Data for this exercise:
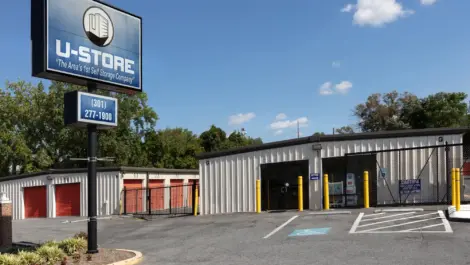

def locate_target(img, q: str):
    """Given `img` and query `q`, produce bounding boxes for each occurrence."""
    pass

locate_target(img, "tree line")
[0,81,262,177]
[0,81,470,177]
[315,91,470,135]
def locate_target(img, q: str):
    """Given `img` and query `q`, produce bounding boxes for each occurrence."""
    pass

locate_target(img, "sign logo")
[83,7,114,47]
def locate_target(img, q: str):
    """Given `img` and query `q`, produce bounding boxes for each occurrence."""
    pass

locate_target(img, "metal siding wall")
[199,135,462,214]
[322,135,462,204]
[0,172,119,220]
[199,144,312,214]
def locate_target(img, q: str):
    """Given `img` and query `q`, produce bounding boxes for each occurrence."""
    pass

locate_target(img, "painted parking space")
[349,208,453,234]
[289,227,331,236]
[263,212,355,240]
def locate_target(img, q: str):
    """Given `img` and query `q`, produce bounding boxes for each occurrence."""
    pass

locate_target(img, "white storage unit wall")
[0,167,199,219]
[199,128,468,214]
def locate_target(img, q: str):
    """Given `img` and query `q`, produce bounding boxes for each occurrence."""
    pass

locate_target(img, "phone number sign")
[64,91,118,129]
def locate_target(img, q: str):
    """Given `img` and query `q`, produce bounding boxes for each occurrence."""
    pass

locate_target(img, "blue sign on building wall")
[32,0,142,91]
[398,179,421,194]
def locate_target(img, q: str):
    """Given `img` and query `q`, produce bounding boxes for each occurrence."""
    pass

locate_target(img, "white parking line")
[362,212,416,222]
[263,215,299,239]
[349,211,453,234]
[356,217,441,233]
[438,211,454,233]
[364,213,385,220]
[358,212,440,227]
[402,223,444,232]
[349,213,364,234]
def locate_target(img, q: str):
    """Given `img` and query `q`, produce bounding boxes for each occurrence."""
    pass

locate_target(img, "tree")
[199,125,227,152]
[0,81,158,176]
[353,91,417,132]
[354,91,470,132]
[402,92,467,129]
[223,131,263,149]
[145,128,202,169]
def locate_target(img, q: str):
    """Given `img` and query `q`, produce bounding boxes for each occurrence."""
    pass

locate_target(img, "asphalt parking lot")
[14,210,470,265]
[349,208,453,234]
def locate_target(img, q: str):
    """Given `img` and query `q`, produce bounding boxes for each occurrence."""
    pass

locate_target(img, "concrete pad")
[447,205,470,222]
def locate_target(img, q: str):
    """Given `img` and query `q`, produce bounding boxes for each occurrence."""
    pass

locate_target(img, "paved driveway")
[14,208,470,265]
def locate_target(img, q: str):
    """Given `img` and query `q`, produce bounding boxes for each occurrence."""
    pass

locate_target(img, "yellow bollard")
[323,174,330,210]
[364,171,369,208]
[193,187,199,216]
[297,176,304,212]
[451,168,457,207]
[455,168,460,212]
[256,179,261,213]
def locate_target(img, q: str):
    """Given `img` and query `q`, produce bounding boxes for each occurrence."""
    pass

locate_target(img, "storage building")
[199,128,470,214]
[0,167,199,219]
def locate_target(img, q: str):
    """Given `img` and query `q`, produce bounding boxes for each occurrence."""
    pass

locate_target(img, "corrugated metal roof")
[197,128,470,159]
[0,167,199,182]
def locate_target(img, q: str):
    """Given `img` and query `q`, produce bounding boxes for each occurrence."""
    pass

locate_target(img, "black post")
[123,186,127,215]
[169,184,171,214]
[436,147,441,203]
[87,85,98,254]
[445,141,452,204]
[191,180,196,212]
[147,172,152,215]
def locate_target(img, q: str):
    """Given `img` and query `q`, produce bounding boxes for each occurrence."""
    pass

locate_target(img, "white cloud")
[336,81,352,94]
[341,4,355,13]
[319,82,333,96]
[228,112,256,125]
[276,113,287,121]
[270,117,308,130]
[421,0,437,6]
[319,81,353,96]
[341,0,414,27]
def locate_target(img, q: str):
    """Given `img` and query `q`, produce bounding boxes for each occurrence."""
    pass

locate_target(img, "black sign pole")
[87,84,98,254]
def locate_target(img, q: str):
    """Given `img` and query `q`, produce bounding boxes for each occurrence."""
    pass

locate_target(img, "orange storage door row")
[55,183,80,216]
[186,179,201,207]
[23,186,47,218]
[149,179,165,211]
[124,179,143,213]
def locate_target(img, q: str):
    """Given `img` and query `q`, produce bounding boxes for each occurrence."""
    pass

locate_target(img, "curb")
[108,248,142,265]
[374,208,424,213]
[309,211,351,215]
[444,210,470,223]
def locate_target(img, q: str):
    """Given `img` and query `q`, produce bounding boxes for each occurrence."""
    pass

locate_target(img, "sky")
[0,0,470,142]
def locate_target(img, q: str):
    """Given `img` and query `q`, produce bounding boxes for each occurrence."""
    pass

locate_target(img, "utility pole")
[87,84,98,254]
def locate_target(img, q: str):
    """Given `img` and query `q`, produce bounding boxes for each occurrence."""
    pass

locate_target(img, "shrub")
[72,252,82,263]
[59,237,87,256]
[17,251,45,265]
[41,240,59,247]
[73,231,88,239]
[0,254,23,265]
[36,245,65,265]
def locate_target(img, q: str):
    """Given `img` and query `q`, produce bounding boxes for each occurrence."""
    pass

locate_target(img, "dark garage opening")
[322,154,377,208]
[260,160,309,211]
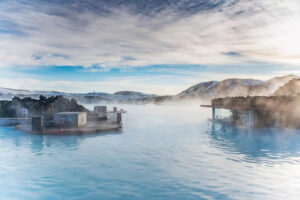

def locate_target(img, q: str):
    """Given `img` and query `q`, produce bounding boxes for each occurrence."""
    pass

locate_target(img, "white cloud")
[0,0,300,67]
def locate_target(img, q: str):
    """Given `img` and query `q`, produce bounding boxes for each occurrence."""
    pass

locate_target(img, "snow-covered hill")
[176,75,297,99]
[273,79,300,96]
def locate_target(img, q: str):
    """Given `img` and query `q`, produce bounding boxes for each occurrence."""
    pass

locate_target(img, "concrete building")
[94,106,107,118]
[53,112,87,128]
[203,96,300,128]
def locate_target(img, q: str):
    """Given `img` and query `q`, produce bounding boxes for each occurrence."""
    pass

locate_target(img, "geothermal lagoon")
[0,103,300,200]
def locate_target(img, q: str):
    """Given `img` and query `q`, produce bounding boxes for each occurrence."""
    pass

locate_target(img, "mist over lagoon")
[0,104,300,200]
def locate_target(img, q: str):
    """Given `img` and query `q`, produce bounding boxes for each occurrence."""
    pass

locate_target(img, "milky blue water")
[0,105,300,200]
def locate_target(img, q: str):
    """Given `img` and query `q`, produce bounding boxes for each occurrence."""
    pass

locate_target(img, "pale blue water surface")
[0,104,300,200]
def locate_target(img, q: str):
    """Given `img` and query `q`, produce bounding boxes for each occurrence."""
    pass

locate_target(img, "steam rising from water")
[0,104,300,200]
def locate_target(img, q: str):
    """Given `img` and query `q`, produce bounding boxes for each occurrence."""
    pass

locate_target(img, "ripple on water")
[0,105,300,200]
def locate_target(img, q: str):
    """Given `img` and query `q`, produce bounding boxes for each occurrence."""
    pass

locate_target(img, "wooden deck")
[16,120,122,135]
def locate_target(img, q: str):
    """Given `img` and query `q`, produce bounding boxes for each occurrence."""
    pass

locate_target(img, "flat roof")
[54,112,86,115]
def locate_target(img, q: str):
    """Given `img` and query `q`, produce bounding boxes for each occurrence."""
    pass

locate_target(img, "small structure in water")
[53,112,87,128]
[201,96,300,128]
[0,96,122,134]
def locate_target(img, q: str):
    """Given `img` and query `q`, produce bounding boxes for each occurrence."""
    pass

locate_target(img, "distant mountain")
[0,75,300,103]
[273,79,300,96]
[0,88,157,103]
[266,75,299,93]
[175,75,297,99]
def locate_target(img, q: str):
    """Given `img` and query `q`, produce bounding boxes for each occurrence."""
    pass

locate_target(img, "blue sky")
[0,0,300,94]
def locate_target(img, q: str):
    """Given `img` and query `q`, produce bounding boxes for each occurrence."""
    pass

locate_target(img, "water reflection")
[207,122,300,160]
[0,127,121,155]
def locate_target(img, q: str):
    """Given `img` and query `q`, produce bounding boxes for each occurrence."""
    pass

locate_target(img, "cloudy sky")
[0,0,300,94]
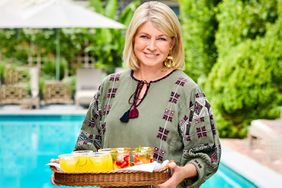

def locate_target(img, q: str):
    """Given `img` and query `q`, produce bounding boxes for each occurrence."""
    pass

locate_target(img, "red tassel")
[128,106,139,119]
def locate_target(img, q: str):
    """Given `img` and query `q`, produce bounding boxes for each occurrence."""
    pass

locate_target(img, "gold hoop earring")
[164,53,175,69]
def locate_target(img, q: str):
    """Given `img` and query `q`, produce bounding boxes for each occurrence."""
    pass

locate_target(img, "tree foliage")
[205,0,282,137]
[179,0,220,81]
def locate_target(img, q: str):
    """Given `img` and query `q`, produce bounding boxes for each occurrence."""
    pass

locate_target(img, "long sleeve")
[74,86,102,151]
[181,87,221,187]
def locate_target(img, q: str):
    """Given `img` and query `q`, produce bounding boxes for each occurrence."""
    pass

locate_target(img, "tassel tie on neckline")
[120,80,149,123]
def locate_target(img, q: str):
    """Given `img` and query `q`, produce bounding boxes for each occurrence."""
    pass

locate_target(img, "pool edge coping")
[221,145,282,187]
[0,109,87,115]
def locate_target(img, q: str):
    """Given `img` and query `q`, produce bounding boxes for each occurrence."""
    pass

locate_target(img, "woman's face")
[133,21,173,68]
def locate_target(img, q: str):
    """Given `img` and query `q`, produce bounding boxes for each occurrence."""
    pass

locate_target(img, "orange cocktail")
[59,154,77,172]
[89,152,113,172]
[132,147,154,165]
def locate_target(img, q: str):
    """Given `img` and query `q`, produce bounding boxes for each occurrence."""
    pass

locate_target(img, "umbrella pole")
[55,28,61,80]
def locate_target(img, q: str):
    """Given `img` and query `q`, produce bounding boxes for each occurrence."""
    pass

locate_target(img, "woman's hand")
[157,162,197,188]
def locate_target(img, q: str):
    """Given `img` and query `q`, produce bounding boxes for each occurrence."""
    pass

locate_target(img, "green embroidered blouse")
[75,70,221,187]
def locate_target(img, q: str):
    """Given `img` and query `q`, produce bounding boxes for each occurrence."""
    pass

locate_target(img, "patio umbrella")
[0,0,124,79]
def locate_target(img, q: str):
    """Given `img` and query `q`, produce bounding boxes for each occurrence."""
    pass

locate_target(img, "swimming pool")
[0,115,256,188]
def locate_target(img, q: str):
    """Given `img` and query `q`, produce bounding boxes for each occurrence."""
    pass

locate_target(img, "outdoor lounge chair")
[248,119,282,159]
[43,80,73,104]
[0,66,39,108]
[75,68,104,106]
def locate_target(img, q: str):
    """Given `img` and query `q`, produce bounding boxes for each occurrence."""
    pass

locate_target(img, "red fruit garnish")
[116,161,123,166]
[123,155,129,162]
[133,156,140,163]
[120,161,128,168]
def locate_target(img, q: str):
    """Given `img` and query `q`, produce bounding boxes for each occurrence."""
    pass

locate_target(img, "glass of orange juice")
[132,147,154,165]
[59,154,77,172]
[89,152,113,172]
[114,148,131,170]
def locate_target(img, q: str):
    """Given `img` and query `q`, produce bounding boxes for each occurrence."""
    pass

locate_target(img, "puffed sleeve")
[74,85,102,151]
[181,86,221,187]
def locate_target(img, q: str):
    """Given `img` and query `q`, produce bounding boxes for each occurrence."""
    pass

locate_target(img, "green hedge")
[179,0,220,81]
[205,3,282,137]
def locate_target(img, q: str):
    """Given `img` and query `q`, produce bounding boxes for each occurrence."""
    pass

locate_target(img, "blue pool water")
[0,115,256,188]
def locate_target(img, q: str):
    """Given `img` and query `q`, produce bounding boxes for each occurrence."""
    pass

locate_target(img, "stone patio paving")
[221,138,282,175]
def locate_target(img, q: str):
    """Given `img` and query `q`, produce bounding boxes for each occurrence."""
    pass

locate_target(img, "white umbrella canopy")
[23,0,124,29]
[0,0,124,29]
[0,0,125,79]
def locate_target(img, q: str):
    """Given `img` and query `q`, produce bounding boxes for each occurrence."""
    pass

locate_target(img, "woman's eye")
[159,37,167,41]
[140,35,148,39]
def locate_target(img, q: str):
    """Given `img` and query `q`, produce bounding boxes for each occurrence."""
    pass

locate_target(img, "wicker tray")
[51,167,171,187]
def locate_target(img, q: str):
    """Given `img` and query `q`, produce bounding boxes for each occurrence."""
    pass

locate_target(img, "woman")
[75,1,220,187]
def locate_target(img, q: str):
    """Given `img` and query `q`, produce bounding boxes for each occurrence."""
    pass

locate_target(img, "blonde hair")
[123,1,184,70]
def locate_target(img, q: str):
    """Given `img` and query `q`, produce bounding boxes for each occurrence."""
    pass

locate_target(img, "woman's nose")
[147,39,156,51]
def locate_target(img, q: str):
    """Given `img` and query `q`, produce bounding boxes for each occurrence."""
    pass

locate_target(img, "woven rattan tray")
[51,167,171,187]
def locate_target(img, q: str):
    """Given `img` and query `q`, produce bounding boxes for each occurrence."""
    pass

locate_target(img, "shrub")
[205,18,282,137]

Task objective:
Convert the material above, from its start through the line containing "[199,144,312,214]", into a Markdown table with the columns Row and Line, numbering each line. Leave out blank lines and the pictures.

Answer for the task:
| Row | Line |
|---|---|
| 1 | def locate_target(img, q: str): |
| 2 |     """Given `img` and query `q`, produce bounding boxes for each occurrence.""" |
| 3 |     pass |
| 4 | locate_target(img, "tree line") |
| 5 | [0,81,262,177] |
| 6 | [0,81,470,177] |
| 7 | [315,91,470,135] |
| 8 | def locate_target(img, q: str): |
| 9 |     """Given `img` and query `q`, produce bounding boxes for each occurrence.""" |
| 10 |     pass |
| 11 | locate_target(img, "sign logo") |
| 12 | [83,7,114,47] |
| 13 | def locate_target(img, q: str): |
| 14 |     """Given `img` and query `q`, produce bounding boxes for each occurrence.""" |
| 15 |     pass |
| 16 | locate_target(img, "metal siding wall") |
| 17 | [199,135,462,214] |
| 18 | [322,135,462,204] |
| 19 | [0,172,119,220] |
| 20 | [199,144,312,214] |